(Position identification records)

— START —

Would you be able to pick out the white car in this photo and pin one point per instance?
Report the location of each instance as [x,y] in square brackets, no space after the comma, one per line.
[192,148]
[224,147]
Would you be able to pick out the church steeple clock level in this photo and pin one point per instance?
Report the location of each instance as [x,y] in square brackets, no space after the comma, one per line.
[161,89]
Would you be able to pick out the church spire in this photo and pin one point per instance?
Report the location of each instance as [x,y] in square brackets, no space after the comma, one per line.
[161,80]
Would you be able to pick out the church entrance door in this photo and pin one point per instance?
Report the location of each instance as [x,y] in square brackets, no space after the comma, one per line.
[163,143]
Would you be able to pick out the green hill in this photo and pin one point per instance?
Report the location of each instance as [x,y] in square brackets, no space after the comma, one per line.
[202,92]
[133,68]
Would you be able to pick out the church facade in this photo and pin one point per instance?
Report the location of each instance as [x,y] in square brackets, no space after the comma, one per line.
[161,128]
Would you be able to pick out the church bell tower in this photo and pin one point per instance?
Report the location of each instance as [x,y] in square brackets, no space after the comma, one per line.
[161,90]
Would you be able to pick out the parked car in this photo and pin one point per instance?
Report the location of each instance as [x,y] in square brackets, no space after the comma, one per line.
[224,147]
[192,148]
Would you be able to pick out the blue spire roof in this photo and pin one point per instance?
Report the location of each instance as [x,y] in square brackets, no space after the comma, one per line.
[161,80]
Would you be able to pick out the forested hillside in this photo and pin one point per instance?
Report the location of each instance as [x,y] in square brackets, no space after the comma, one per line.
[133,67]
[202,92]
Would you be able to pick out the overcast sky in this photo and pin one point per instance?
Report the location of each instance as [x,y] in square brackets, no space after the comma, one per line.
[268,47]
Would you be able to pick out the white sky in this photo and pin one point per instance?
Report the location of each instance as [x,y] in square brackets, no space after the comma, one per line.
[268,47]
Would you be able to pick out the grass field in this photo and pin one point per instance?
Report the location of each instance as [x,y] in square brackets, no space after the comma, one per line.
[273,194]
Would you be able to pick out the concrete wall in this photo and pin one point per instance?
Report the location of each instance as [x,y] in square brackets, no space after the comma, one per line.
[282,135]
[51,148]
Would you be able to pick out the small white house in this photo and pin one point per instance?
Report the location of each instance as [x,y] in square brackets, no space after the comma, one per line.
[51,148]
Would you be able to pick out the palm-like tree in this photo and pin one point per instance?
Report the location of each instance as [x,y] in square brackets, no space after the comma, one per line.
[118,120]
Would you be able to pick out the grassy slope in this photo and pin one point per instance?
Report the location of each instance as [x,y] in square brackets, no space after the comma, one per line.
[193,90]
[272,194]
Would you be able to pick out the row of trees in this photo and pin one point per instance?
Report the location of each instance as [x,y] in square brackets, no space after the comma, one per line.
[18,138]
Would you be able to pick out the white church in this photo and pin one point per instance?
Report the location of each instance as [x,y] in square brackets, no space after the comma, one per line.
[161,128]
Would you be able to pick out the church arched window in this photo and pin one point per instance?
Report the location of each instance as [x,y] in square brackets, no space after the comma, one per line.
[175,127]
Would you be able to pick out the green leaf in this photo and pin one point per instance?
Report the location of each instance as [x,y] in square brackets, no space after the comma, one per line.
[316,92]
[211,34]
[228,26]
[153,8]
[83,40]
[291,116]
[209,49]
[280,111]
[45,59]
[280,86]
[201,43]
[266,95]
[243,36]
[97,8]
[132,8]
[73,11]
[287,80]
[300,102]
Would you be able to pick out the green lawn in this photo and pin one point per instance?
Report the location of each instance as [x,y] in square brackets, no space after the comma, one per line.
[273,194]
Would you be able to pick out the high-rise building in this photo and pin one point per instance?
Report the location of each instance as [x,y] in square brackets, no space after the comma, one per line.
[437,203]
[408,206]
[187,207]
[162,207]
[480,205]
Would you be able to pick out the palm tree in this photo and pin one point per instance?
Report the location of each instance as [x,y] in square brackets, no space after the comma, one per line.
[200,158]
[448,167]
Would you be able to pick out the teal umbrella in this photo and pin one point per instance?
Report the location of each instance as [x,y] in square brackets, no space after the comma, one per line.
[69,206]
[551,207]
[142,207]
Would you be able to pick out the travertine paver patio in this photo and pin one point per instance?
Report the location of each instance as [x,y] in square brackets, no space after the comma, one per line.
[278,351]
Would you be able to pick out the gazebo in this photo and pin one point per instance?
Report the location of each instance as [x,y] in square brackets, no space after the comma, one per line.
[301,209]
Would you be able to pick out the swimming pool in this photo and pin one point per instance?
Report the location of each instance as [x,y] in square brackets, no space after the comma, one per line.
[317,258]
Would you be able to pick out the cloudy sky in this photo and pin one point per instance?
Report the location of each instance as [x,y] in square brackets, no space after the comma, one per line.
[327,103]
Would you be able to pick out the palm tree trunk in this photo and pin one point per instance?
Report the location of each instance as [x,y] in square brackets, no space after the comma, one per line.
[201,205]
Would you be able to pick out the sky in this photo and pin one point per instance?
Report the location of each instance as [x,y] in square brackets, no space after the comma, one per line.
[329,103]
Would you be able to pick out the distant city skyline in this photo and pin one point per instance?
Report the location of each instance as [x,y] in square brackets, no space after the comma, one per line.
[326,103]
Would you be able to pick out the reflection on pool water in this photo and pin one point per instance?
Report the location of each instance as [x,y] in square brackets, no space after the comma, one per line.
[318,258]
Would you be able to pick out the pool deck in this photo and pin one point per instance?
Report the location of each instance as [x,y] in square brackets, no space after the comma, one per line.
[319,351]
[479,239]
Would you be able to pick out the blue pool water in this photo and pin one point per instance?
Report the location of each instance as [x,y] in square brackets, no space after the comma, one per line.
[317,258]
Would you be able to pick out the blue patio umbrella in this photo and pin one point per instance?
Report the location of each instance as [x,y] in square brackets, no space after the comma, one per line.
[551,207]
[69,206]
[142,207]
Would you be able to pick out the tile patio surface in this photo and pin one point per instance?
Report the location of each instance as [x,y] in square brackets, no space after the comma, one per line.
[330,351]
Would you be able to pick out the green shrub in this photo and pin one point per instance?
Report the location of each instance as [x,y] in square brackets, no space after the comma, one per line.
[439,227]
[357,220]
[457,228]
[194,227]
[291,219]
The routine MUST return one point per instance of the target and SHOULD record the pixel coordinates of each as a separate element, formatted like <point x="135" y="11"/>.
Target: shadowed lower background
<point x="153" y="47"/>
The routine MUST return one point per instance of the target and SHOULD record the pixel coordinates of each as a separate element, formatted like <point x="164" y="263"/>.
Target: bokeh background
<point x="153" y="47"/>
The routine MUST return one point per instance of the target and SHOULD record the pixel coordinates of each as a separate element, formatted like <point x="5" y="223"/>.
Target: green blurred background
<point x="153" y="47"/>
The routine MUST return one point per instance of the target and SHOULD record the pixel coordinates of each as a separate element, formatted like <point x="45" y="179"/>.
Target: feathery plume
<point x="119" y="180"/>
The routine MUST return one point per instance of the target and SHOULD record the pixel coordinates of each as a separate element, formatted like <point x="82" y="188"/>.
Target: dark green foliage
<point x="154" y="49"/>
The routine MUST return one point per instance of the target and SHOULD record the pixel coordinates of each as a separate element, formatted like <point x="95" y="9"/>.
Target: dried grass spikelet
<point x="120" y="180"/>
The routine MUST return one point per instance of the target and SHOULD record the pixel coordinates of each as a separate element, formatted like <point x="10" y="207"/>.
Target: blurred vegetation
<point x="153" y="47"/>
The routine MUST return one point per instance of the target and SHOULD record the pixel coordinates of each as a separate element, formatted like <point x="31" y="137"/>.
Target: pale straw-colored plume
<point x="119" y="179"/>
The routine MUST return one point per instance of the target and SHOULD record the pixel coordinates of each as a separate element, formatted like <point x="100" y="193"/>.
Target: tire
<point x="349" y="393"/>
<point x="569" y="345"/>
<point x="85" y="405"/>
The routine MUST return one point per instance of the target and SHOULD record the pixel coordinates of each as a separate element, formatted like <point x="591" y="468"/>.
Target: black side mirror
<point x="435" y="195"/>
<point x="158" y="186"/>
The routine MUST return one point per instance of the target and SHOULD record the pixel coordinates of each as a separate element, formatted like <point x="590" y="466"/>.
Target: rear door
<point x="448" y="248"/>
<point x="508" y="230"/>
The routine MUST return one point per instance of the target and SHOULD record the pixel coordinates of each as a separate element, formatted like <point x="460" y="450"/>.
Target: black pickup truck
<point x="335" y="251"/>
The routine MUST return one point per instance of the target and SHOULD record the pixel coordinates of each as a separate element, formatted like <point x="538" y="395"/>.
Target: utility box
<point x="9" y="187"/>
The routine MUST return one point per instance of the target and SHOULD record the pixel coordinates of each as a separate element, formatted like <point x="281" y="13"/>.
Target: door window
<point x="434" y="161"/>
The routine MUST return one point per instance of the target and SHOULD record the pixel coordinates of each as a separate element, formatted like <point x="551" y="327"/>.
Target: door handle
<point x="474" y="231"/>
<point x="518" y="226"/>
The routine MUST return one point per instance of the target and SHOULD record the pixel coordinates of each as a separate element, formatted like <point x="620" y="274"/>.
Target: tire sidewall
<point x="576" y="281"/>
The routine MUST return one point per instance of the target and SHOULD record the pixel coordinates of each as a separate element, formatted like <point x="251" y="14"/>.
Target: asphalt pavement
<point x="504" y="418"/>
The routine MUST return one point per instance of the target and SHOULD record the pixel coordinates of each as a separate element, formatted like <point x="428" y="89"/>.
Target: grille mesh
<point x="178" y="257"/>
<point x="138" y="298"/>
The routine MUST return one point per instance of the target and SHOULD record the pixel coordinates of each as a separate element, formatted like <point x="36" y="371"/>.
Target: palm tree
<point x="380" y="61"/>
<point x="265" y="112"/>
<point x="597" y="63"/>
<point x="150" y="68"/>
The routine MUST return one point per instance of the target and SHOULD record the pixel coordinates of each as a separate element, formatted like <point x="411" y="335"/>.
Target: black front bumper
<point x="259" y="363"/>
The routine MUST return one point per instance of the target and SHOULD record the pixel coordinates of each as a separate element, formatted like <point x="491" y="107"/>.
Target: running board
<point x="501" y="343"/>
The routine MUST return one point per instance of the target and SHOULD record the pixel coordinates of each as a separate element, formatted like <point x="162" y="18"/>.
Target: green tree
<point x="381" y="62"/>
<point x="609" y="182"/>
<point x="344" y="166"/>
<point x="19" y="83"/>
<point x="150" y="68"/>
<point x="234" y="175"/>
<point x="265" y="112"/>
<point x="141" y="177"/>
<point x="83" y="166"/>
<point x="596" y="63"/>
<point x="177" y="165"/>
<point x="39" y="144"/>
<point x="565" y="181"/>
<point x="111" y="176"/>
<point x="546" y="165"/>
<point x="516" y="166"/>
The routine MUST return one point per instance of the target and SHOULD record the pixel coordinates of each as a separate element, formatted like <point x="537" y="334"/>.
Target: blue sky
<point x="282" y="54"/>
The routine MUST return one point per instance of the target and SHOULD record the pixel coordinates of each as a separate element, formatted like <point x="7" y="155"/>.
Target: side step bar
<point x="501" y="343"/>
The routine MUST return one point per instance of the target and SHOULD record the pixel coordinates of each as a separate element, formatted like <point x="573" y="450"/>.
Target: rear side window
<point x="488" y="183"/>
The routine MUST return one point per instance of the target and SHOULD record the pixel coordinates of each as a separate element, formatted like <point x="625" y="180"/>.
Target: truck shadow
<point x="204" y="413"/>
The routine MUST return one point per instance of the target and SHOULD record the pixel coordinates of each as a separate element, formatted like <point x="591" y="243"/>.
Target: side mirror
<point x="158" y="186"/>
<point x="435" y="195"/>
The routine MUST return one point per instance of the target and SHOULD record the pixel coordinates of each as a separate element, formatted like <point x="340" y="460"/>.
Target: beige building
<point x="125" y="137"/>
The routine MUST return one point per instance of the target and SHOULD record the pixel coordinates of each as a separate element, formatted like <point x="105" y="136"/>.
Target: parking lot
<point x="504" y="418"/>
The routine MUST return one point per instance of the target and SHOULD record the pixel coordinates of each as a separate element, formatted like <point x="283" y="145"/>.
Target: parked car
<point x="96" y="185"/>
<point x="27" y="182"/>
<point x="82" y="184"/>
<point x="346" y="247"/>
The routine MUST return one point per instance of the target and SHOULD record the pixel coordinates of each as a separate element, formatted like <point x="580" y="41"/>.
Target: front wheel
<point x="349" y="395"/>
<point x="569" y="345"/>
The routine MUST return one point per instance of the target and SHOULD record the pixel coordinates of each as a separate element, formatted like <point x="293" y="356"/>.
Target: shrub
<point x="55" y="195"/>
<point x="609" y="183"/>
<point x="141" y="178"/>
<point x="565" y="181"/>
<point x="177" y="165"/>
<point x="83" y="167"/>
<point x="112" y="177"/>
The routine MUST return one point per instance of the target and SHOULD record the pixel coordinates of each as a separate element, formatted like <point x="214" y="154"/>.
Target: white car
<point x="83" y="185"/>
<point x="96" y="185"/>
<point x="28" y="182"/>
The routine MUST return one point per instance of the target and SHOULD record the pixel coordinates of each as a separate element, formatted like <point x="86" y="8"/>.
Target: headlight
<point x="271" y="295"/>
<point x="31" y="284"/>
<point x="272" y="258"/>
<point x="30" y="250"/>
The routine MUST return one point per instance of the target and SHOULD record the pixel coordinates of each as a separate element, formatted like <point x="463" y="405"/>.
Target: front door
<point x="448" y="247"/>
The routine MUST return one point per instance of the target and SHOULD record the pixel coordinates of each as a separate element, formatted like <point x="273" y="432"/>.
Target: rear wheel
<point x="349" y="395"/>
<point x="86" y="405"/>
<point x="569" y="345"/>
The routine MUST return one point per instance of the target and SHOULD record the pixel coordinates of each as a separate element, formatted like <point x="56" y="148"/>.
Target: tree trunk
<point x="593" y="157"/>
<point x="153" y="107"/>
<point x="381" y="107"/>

— END —

* **Work to do**
Pull out every row above that contains the word "plume", and copy each one in full.

* **Result**
Target: feathery plume
Target: pale straw-colored plume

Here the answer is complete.